# [TASK DETAILS]
How many lines in the records below contain the string "dark"? Case matters. Reply with the number alone.

start

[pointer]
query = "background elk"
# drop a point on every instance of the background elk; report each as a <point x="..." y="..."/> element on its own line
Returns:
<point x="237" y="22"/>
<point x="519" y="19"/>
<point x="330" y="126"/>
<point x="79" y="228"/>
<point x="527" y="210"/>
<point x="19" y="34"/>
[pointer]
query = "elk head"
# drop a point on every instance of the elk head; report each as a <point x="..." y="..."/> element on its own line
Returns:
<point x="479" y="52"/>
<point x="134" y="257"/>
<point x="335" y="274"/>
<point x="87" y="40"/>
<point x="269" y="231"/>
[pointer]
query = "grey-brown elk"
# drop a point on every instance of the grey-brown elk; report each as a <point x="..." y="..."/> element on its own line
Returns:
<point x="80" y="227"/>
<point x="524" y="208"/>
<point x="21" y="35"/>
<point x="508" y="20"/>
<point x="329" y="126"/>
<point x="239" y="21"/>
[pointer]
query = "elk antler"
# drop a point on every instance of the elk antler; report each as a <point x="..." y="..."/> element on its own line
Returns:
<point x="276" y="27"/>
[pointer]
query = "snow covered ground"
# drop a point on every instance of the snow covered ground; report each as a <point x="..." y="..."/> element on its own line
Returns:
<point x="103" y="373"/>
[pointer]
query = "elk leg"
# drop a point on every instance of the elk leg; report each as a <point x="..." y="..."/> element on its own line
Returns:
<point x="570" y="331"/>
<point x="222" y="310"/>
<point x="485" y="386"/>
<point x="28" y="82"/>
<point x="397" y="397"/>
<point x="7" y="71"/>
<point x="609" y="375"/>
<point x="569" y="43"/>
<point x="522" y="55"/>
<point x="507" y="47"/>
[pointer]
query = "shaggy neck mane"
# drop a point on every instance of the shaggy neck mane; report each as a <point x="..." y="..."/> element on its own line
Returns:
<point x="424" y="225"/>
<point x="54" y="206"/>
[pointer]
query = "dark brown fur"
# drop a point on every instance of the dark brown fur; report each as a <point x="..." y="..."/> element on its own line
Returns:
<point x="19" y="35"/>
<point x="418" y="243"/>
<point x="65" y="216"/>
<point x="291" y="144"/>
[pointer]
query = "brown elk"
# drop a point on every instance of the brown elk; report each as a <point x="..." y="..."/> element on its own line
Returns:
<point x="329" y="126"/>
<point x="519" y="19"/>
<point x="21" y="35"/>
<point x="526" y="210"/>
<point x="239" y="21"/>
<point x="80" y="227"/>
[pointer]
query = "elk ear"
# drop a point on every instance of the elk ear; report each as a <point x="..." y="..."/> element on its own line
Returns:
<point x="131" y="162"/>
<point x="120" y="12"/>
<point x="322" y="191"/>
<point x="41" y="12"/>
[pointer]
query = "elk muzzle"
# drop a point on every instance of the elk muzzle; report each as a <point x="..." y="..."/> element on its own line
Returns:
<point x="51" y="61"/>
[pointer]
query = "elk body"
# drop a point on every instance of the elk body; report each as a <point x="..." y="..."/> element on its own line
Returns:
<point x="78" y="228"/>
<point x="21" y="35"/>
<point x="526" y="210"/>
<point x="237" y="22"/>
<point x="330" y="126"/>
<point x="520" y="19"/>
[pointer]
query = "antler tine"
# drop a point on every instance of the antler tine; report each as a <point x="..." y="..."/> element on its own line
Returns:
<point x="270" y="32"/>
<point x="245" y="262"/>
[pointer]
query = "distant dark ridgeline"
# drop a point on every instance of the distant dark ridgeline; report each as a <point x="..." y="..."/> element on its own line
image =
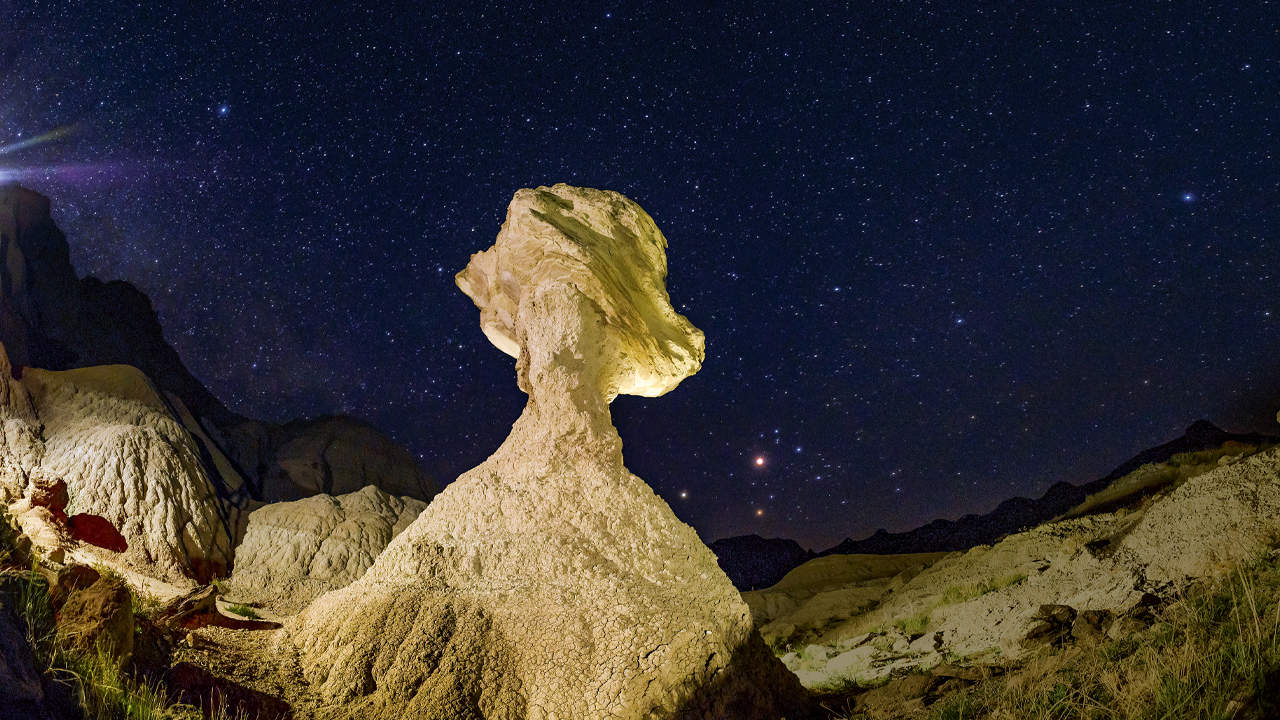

end

# [ANSWER TO THE TASK]
4